→ TASK DETAILS:
Could you repeat, word for word, every line from the one containing "Please mark every instance of the wooden cutting" through the final line of the records below, and nothing else?

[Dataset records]

========

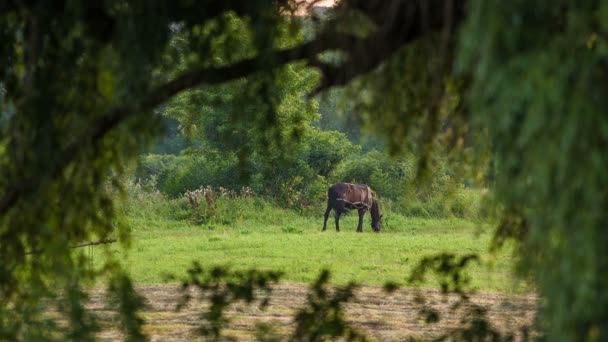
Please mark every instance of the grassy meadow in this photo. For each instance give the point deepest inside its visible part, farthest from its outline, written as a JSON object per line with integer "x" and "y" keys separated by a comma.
{"x": 252, "y": 233}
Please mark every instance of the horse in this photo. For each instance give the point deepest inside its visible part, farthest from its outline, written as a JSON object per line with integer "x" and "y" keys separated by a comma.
{"x": 343, "y": 197}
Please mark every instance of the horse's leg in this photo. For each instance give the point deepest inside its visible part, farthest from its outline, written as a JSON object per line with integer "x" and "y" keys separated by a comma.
{"x": 337, "y": 219}
{"x": 360, "y": 226}
{"x": 326, "y": 215}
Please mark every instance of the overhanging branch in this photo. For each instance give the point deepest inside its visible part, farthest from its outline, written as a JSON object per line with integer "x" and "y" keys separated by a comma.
{"x": 405, "y": 21}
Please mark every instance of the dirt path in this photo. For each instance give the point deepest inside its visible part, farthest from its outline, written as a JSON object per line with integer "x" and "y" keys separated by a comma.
{"x": 383, "y": 317}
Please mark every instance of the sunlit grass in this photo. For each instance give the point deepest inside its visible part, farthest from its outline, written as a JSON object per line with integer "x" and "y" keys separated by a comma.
{"x": 258, "y": 235}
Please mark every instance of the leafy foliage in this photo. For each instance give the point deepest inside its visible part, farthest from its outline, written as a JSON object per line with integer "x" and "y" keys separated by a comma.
{"x": 538, "y": 93}
{"x": 323, "y": 318}
{"x": 224, "y": 288}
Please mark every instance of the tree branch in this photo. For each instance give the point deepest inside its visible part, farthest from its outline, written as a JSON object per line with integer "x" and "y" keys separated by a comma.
{"x": 404, "y": 21}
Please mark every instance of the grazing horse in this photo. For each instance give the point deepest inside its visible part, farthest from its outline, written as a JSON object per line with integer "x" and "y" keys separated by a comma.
{"x": 343, "y": 197}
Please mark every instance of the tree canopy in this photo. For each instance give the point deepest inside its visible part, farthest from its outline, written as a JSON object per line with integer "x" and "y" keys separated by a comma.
{"x": 83, "y": 86}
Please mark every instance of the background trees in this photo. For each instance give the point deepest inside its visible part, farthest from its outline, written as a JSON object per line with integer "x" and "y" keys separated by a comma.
{"x": 82, "y": 87}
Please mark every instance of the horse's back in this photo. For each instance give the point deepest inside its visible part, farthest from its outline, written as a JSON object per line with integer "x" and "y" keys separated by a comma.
{"x": 354, "y": 193}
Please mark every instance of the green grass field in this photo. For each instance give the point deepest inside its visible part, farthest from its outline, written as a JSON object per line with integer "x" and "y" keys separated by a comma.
{"x": 254, "y": 234}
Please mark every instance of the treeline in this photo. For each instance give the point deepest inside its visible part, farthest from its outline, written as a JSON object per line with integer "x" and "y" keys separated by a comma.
{"x": 300, "y": 178}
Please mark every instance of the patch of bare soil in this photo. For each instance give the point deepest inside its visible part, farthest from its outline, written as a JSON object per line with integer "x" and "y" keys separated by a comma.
{"x": 381, "y": 316}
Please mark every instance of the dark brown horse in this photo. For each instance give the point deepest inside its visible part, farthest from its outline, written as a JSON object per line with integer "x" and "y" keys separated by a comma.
{"x": 343, "y": 197}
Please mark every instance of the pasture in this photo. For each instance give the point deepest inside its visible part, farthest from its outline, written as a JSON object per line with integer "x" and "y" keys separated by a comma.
{"x": 252, "y": 233}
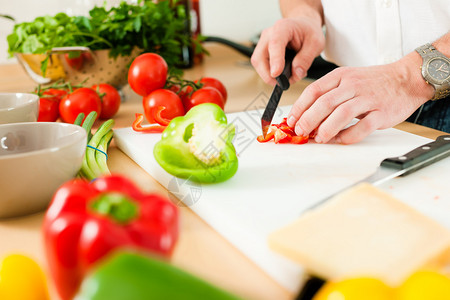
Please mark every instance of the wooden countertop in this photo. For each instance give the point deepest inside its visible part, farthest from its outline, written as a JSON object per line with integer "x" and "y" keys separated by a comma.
{"x": 200, "y": 249}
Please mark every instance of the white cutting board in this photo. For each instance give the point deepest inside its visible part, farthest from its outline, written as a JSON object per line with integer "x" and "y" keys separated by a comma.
{"x": 276, "y": 182}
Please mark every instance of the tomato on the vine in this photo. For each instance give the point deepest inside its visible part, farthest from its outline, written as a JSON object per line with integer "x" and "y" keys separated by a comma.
{"x": 82, "y": 100}
{"x": 162, "y": 98}
{"x": 74, "y": 62}
{"x": 148, "y": 72}
{"x": 110, "y": 98}
{"x": 215, "y": 83}
{"x": 49, "y": 105}
{"x": 204, "y": 95}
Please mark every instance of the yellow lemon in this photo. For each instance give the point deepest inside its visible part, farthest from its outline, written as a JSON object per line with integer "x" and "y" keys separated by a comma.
{"x": 425, "y": 285}
{"x": 355, "y": 289}
{"x": 22, "y": 278}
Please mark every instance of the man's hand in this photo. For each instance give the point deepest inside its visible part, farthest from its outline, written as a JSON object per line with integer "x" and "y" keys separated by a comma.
{"x": 303, "y": 34}
{"x": 380, "y": 96}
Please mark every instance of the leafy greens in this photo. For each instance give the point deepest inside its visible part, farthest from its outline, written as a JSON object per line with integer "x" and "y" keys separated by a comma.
{"x": 151, "y": 26}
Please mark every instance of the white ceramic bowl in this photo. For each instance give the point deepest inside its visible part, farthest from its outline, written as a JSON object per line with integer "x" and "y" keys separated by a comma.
{"x": 18, "y": 107}
{"x": 35, "y": 159}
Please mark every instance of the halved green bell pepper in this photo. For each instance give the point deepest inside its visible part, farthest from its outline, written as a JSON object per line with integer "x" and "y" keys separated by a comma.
{"x": 198, "y": 146}
{"x": 133, "y": 276}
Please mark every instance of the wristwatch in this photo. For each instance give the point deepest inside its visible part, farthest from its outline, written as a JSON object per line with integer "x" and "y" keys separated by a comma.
{"x": 435, "y": 70}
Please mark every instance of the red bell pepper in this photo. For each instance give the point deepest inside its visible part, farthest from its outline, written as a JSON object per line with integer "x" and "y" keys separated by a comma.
{"x": 86, "y": 221}
{"x": 282, "y": 134}
{"x": 150, "y": 129}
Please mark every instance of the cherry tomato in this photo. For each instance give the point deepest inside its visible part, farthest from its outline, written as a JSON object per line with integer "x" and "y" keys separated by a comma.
{"x": 165, "y": 98}
{"x": 82, "y": 100}
{"x": 355, "y": 289}
{"x": 204, "y": 95}
{"x": 424, "y": 285}
{"x": 215, "y": 83}
{"x": 148, "y": 72}
{"x": 49, "y": 105}
{"x": 110, "y": 99}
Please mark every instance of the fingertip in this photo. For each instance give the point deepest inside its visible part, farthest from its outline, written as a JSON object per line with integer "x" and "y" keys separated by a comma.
{"x": 291, "y": 121}
{"x": 275, "y": 68}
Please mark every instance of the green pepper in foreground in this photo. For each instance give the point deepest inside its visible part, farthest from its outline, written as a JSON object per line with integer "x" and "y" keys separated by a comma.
{"x": 198, "y": 146}
{"x": 132, "y": 276}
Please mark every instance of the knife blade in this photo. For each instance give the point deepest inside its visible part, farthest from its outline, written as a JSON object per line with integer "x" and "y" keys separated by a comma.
{"x": 403, "y": 165}
{"x": 282, "y": 85}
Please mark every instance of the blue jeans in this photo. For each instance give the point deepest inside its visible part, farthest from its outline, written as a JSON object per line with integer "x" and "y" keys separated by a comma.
{"x": 434, "y": 114}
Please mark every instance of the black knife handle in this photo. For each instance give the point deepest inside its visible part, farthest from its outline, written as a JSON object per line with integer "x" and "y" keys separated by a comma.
{"x": 421, "y": 156}
{"x": 283, "y": 79}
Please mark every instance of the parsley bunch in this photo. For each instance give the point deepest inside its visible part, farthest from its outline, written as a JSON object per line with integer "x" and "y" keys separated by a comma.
{"x": 151, "y": 26}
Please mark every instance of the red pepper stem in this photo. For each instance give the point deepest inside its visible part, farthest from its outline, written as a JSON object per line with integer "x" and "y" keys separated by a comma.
{"x": 116, "y": 206}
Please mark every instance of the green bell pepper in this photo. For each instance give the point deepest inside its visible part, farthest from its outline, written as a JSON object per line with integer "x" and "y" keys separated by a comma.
{"x": 132, "y": 276}
{"x": 198, "y": 146}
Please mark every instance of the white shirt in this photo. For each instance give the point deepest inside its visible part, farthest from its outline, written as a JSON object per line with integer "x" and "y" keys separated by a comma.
{"x": 374, "y": 32}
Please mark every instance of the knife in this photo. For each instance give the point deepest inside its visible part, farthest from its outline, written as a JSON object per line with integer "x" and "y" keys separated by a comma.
{"x": 403, "y": 165}
{"x": 282, "y": 85}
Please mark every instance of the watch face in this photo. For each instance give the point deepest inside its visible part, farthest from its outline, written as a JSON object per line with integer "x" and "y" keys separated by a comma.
{"x": 439, "y": 69}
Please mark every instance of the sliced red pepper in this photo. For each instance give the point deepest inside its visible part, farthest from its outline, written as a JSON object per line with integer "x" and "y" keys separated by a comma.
{"x": 157, "y": 116}
{"x": 137, "y": 125}
{"x": 282, "y": 134}
{"x": 281, "y": 137}
{"x": 88, "y": 220}
{"x": 298, "y": 139}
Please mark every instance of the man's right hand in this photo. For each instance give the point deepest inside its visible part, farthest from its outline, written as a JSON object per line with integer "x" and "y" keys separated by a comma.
{"x": 303, "y": 34}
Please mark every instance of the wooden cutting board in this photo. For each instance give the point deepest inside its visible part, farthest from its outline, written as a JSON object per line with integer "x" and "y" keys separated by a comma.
{"x": 275, "y": 183}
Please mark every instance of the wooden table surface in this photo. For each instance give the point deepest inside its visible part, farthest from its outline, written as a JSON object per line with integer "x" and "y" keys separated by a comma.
{"x": 200, "y": 250}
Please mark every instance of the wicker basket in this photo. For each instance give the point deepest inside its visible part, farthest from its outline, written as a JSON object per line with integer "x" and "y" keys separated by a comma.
{"x": 95, "y": 67}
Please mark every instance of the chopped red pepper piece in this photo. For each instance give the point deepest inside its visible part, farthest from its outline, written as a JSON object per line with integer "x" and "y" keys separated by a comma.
{"x": 88, "y": 220}
{"x": 269, "y": 136}
{"x": 150, "y": 129}
{"x": 282, "y": 134}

========

→ SOLUTION TO THIS EXERCISE:
Please mark every instance of the wooden cutting board in this photo. For each instance give the point deepest inside its visible part, farthest from its outline, written as a JSON object per line with integer "x" and "y" keys separated by a comma.
{"x": 275, "y": 183}
Please mark every instance of the wooden table surface in this photo. For each instance give the point deepest inside its visible part, farthest from its outline, written as a JSON object per line with integer "x" and "y" keys separated by a comma.
{"x": 200, "y": 250}
Please mark every instance of the wicker basket in this photo. For each instance give the point deepest inside its visible part, farthest from its outline, written as a JSON object per line with integer "x" and "y" keys separated by a comma.
{"x": 95, "y": 67}
Please mark every instance of the chopped red pepper piece in this photo. For each instance give the point deepest inside its visible part, farthest from its outline, written as a JSON object per line with integer "x" and "y" keys separated by a comma.
{"x": 88, "y": 220}
{"x": 269, "y": 136}
{"x": 150, "y": 129}
{"x": 282, "y": 134}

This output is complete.